Goal of the exercise —
In the news passage on forced COVID-19 cremations in Sri Lanka, on what date did the government's expert committee submit its report on the mandatory cremation policy?

Muslims in Sri Lanka are furious over the forced cremation of a 20-day-old Coronavirus (COVID-19) victim last week against the family’s wishes, the latest in more than a dozen of such cremations in the Buddhist-majority country since the pandemic erupted.
Ignoring the World Health Organization’s (WHO) guidelines which permit both burials and cremations, Sri Lanka in March made cremation mandatory for people who die or are suspected to have died from the coronavirus infection.
On 9 December baby Shaykh was forcibly cremated in a cemetery in Borella, the largest suburb of Sri Lanka’s capital, Colombo -the youngest among 15 Muslims to be cremated, thereby denying them Islamic funeral rites.
Shaykh’s father, MFM Fahim told Al Jazeera he could not gather the courage to witness the burning of his infant son’s body.
“I told them that I cannot go into a place where they are burning my baby. My friends and family asked the authorities how they can go ahead with the cremation when neither of the parents had signed any document giving consent.
“They said because the baby is a COVID-19 positive patient, they can cremate. It is as if they rushed to cremate our baby. When we asked questions, they didn’t have any proper answers.
“We would have had some comfort if they had allowed us to bury him instead of cremating him by force. That is what is unbearable,” Fahim said.
Muslims and Christians bury the dead. But Sri Lanka’s mandatory cremation policy for those infected with COVID-19 has left minority communities feeling helpless and angry.
“It is a communal decision they took. The government wants to hurt the feelings of minorities. They are violating WHO guidelines and basic human rights,” Azath Salley, leader of the National Unity Alliance (NUA) and former governor of the Western Province, told Al Jazeera.
“They did not even spare a child who was only 20 days old. To add to the family’s sorrow, they were even asked by the government to pay (approximately $300) to cover the costs of cremation,” he said.
Salley urged the international community to put pressure on the Sri Lankan government to “respect the beliefs of the minorities and to allow them to bury their dead”.
The Sri Lankan health authorities say the bodies of COVID-19 victims will contaminate the groundwater if they are buried.
On 4 November, the government appointed an expert committee to reassess the mandatory cremation policy. In its report submitted on 22 November, the committee reaffirmed the policy without citing any reasons.

Material provided —
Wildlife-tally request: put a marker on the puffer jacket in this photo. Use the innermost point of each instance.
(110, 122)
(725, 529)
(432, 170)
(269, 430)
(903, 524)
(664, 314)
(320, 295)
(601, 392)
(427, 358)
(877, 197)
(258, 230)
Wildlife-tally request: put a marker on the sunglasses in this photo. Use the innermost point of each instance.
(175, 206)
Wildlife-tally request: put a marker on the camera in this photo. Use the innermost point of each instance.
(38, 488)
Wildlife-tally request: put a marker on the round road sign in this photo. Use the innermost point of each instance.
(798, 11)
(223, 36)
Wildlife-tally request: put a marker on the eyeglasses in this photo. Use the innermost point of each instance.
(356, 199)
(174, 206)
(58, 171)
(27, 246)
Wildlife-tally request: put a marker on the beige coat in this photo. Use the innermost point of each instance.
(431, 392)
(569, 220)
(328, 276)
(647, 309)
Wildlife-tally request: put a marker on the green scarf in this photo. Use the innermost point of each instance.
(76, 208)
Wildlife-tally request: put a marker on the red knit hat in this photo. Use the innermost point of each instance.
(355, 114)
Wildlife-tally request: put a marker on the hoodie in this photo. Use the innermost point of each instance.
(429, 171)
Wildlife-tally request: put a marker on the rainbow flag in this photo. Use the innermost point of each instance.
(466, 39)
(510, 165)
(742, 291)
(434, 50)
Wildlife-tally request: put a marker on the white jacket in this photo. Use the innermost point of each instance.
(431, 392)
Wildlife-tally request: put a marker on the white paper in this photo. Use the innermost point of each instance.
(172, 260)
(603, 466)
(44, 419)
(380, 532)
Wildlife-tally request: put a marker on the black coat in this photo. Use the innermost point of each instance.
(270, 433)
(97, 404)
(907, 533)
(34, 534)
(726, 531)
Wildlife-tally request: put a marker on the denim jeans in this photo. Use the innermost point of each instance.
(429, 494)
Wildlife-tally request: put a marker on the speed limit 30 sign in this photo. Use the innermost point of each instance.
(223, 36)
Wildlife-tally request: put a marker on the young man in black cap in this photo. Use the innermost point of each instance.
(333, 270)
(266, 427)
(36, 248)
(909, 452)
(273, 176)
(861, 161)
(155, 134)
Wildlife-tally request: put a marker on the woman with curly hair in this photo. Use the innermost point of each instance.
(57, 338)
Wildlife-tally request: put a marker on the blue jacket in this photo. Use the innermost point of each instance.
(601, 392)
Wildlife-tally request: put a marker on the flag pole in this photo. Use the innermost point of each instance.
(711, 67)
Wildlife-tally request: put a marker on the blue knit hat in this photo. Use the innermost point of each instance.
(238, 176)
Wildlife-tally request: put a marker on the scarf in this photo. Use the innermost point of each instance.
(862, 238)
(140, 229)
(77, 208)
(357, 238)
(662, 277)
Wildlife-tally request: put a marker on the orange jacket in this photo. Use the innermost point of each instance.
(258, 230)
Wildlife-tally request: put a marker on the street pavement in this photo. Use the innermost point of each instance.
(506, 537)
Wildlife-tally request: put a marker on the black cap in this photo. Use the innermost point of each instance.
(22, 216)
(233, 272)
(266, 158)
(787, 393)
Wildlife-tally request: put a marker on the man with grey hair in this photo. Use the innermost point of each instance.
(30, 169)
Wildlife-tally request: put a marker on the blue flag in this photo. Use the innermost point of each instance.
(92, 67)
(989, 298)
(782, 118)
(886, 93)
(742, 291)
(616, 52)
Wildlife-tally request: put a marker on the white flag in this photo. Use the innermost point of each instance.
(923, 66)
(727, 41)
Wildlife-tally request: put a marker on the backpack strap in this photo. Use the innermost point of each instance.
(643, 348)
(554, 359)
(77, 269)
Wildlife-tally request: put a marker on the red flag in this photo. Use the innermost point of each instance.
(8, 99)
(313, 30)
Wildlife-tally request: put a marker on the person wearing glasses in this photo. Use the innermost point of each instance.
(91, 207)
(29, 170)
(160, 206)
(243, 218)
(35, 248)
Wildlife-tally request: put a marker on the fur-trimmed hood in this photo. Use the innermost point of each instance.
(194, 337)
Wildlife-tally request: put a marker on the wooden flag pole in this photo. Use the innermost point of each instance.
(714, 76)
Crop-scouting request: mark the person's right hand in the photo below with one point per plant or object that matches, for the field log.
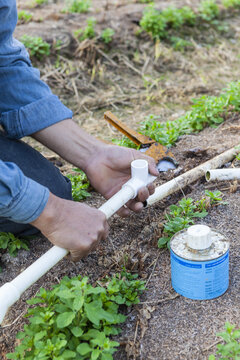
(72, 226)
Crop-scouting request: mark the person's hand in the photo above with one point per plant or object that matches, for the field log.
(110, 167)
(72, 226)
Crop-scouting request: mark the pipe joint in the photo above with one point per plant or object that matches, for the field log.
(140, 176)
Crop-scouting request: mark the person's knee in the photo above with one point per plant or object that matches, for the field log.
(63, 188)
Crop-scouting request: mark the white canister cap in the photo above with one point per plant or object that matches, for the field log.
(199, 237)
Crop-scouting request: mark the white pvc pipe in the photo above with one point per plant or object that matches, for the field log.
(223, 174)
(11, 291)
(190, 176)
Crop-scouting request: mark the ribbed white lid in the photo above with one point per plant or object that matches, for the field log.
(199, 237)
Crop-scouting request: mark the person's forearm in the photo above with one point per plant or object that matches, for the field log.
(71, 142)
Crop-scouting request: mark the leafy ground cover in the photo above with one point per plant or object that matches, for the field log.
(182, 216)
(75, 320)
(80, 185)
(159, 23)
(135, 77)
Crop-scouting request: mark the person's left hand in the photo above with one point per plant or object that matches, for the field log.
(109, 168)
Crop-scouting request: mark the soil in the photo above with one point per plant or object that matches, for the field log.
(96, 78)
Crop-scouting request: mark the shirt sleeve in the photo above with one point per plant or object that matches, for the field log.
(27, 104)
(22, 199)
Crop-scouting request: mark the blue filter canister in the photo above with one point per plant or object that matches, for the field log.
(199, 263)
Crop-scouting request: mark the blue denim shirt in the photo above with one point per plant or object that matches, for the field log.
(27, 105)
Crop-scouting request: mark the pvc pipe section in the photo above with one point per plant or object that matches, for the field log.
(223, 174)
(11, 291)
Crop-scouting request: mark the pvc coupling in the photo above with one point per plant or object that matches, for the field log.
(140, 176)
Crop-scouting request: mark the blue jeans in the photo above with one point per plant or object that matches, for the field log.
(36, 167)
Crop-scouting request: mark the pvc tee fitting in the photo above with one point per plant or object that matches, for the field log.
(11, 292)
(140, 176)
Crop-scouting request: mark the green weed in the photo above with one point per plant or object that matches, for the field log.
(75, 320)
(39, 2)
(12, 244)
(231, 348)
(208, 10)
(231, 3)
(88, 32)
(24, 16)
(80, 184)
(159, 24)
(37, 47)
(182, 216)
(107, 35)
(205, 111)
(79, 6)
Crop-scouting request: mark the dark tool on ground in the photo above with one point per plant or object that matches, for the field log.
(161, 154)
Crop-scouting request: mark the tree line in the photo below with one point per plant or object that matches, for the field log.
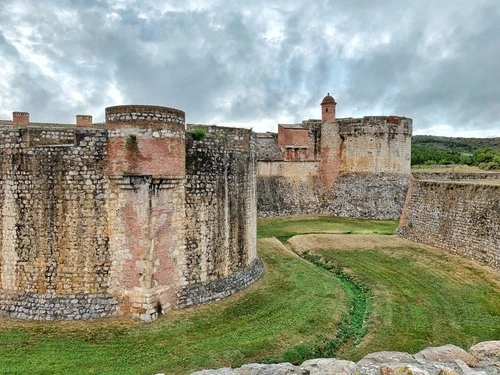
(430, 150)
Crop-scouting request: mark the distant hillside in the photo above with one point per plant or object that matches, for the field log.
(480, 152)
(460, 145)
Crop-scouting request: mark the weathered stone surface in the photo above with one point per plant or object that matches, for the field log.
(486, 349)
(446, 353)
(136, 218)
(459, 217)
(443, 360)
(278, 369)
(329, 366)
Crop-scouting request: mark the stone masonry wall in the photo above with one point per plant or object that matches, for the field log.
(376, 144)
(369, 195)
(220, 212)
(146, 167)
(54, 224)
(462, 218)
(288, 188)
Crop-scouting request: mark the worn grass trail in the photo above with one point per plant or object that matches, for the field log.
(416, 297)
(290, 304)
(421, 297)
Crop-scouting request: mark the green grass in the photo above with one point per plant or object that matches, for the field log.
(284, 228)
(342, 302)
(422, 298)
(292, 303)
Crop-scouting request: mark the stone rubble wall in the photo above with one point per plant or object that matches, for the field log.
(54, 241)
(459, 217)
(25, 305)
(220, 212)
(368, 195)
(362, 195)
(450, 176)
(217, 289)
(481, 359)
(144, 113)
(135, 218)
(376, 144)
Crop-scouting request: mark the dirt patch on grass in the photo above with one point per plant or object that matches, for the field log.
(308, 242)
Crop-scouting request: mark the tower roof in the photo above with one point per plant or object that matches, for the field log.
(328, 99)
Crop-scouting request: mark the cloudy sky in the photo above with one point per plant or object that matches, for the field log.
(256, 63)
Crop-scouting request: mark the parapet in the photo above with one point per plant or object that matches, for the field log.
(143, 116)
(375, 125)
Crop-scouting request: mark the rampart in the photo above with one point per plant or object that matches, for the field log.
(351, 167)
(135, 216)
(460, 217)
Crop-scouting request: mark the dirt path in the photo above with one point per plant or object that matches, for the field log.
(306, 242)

Solution to this problem —
The committee submitted its report on 22 November.